▸ Textausschnitt:
Man hört förmlich die Musik der Flöte. Der Schlangenbeschwörer schaut direkt in die Kamera, die Kobra richtet sich auf zum Tanz mit dem Instrument.

Eine lange Flucht von Rikschas, die sich im schlammigen Wasser der Straßenkurve spiegeln, die Bildaufteilung zwischen Rikschas, Straße und Bürgersteig perfekt. Ein Wirrwarr aus Bussen in Bangalore, von oben fotografiert.

Buchzitat:
"Indien ist permanent in Bewegung - es bewegt sich zur Seite, nach hinten, nach oben und im selben Moment nach vorne. Indien ist Vergangenheit und Zukunft zugleich", schreibt Andreas H. Bitesnich in seinem Vorwort. "Ein Universum, das alle Worte dieser Welt nicht zu beschreiben imstande sind."

Bilder für den Bauch

Bitesnich versucht die Beschreibung in seiner Sprache: Bildern. Klassisches wie der Taj Mahal im Sonnenaufgang. Anrührendes wie ein Mann mit Lepra oder ein Elefantenfuß an einer Kette. Straßenszenen, Architektur, Detailaufnahmen.

Das Motivspektrum ist breit, trotzdem ist die Auswahl stimmig. Besonders stark: die schwarz-weiß und sepiafarbenen Porträts. Denn die Farbbilder sind oft zu stark nachkoloriert und wirken dadurch unnatürlich.

Zum anderen merkt man vor allem in den Porträts Bitesnichs Einfühlsamkeit. Wie er selbst sagt: Er mache keine Fotografie, die "arty" oder "edgy" sei, also gewollt künstlerisch oder kantig - seine Bilder zielen auf den Bauch.

Das mag auch an Bitesnichs Quereinstieg liegen: Der Österreicher ist Autodidakt. Erst mit Mitte 20 hat die Mappe eines befreundeten Fotoassistenten sein Interesse für Fotografie geweckt. Er hat sich in das Thema eingearbeitet - zu Beginn seiner Karriere aber noch weiter Elektrogeräte verkauft.

Von Orten und Geschichten

In "India" verbindet Bitesnich oft mehrere Bilder zu einer Szene, wie die Kushti-Ringer, die im Schlamm miteinander kämpfen, und eine Feuerbestattung am Ganges. Sofort entstehen Geschichten im Kopf. Und das müssen sie auch. Denn Bitesnich liefert in seinen Anmerkungen nur den Ort, sonst nichts.

Andreas H. Bitesnich - Vita

1964 in Wien geboren, lebt und arbeitet der Fotograf noch heute dort.

▸ Extrahierte Zeilen:
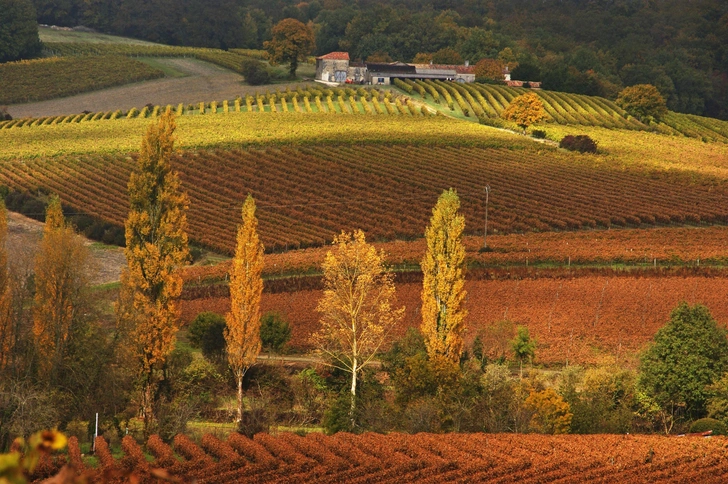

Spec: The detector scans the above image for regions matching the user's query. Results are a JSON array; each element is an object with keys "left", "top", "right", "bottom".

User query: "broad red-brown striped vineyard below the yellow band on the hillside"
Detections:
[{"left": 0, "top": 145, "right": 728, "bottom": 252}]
...
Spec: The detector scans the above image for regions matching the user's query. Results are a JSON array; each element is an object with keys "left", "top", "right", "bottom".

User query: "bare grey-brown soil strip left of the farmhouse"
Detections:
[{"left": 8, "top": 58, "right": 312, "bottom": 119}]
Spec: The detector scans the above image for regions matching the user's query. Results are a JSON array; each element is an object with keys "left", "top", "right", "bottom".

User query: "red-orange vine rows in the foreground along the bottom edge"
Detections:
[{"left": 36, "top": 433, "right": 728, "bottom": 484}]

▸ Material erkunden:
(1) Beantworte anhand des Textausschnitts diese Fragen:
(a) In welcher Stadt wurde das Wirrwarr aus Bussen fotografiert?
(b) Was hat Bitesnich zu Beginn seiner Karriere weiterhin verkauft?
(c) Welche Angabe liefert Bitesnich in seinen Anmerkungen?
(2) Übersetze den folgenden Satz aus dem Textausschnitt ins Englische: „Das Motivspektrum ist breit, trotzdem ist die Auswahl stimmig.“
(3) Zähle alle Motive auf, die der Textausschnitt in dem Absatz nennt, der mit „Bitesnich versucht die Beschreibung in seiner Sprache“ beginnt.

▸ Lösungen je Aufgabe:
(1)
(a) In Bangalore.
(b) Elektrogeräte.
(c) Nur den Ort.

(2) The range of subjects is broad, yet the selection is coherent.

(3)
- der Taj Mahal im Sonnenaufgang
- ein Mann mit Lepra
- ein Elefantenfuß an einer Kette
- Straßenszenen
- Architektur
- Detailaufnahmen